▸ Direction 1
Decide whether each statement below agrees with the passage on Sharpe's route to the NBA. For each, answer yes or no and quote the deciding words. (a) Sharpe broke his leg playing football before his freshman year of high school. (b) Sharpe was on Canada's team at the 2021 U19 World Cup. (c) Sharpe declared for the draft in April.
▸ Direction 2
Carry on the passage about Sharpe's route to the NBA, starting after its last sentence.

▸ Document section

Though he didn’t get a minute of playing time out of Sharpe, Kentucky coach John Calipari agrees.
“In my mind, he’s the No. 1 pick (in the entire draft),” Calipari told a reporter in February after beating out the likes of Kansas, Arizona, Oregon and Alabama for the college rights to Sharpe. “How can I say I know what the No. 1 draft pick looks like? Because I’ve had four (the others: Anthony Davis, Karl-Anthony Towns and John Wall).”
Sharpe was a two-sport standout through middle school in Ontario, a prized running back until breaking his leg playing football before his freshman year in high school. He averaged 13 points, 3.7 rebounds and 2.3 assists while shooting 68 percent from the field for Canada in the U16 Americas Championship in Brazil, but was not on the Canadian team in the U19 World Cup in 2021.
At first, Sharpe enrolled at Kentucky in January to prepare for the 2022-23 season.
“My whole mindset coming in was to practice with the guys and work on my craft,” Sharpe said.
Calipari pushed the idea of playing Sharpe the second half of last season when the coach realized Sharpe would be draft-eligible and was leaning that way, with scouts eyeing him as a lottery pick. Sharpe passed on playing for Cal and, in April, declared for the draft.
“Had he played in college this year, he might have gone higher than seven,” Cronin said. “Had he gone back and played (with Kentucky) next season, he could have been even higher.”
Cronin wasn’t sure what was going to happen with the No. 7 pick until the final couple of days. From the end of the Chicago combine in late May, he worked the phones, swapping potential trade options with other clubs — “pick/swap ideas, trades involving a pick, trades involving a pick for a player outright” — while continuing to evaluate the draft.
“As the process went on, I became more and more enamored of (retaining) pick seven,” Cronin said. “Then it was, ‘You’ll have to wow us with a deal to get us to move the pick.’ It ended up that nobody wowed us.”
With the veteran Grant headed Portland’s way, it made even more sense to keep the pick and acquire an important piece of the future — a part of the equation for any GM.
“I try to evaluate those things independently in its exclusivity,” Cronin said. “I tried to not view it in that lens. But it’s only natural if you plug a hole in one way (with Grant), it allows you to be a little more talent-based (with the pick).”
Cronin and his staff had also come to the conclusion that the ’22 draft class wasn’t rich only at the very top.
“It became more and more evident that there was some real talent in (the No. 7) draft range,” he said. “There was another solid tier behind the top three. It seems those players (behind them) are going to be pretty high level.”
Sharpe called his route to the NBA “difficult.”
“Just because you can’t have a perfect career. …there are going to be some ups and downs,” he said. “Going from high school and not playing the college season and then straight to the NBA is quite a journey. But every step of the way, I just fought and had fun with it.”

▸ Recorded information

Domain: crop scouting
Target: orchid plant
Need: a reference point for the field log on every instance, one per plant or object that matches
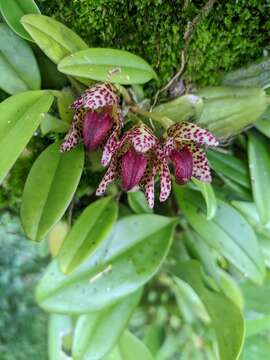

▸ Exercise result 1
(a) Yes: "until breaking his leg playing football before his freshman year in high school"
(b) No: "but was not on the Canadian team in the U19 World Cup in 2021"
(c) Yes: "in April, declared for the draft"

▸ Exercise result 2
When it was suggested that coach Chauncey Billups likes players with a good bit of “dog” in him, Sharpe shrugged.
“I feel like I’ve been a dog,” he said. “I love to compete. I love to win and get better. I feel like I showed in the workout that I could get a lot of defensive stops.”
Billups had a personal interest in Portland’s other draft selection Thursday night. In the second round, with the next-to-last (57th) pick, the Blazers took Jabari Walker, a 6-8, 200-pound forward from Billups’ alma mater, Colorado. Walker, the son of former NBA forward Samaki Walker, was “one of the two most underrated forwards in this draft,” ESPN’s Jay Bilas said.
“Chauncey is excited about getting a Colorado guy,” Cronin said. “He watches more Colorado basketball than other schools. He has a good feel for their players. Jabari is a two-year guy at Colorado and showed some flashes of what we thought was appealing. He has a lot of refining and fine-tuning to do, but we like his base.”
The Blazers caught Detroit at just the right time to land Grant, an eight-year pro who averaged 19.2 points last season. The Pistons are in a cut-salary/rebuild mode and knew they were unlikely to re-sign Grant, who will be on the final year of a contract that calls for him to make nearly $21 million next season. Portland was able to use the $20.9 million trade exception it got in the CJ McCollum-to-New Orleans deal, packaged with Milwaukee’s 2025 first-round pick, Portland’s second-round pick and two future second-round selections.
The Pistons wound up with $43 million in salary cap space; the Blazers reaped a 28-year-old power forward who should be entering his prime years.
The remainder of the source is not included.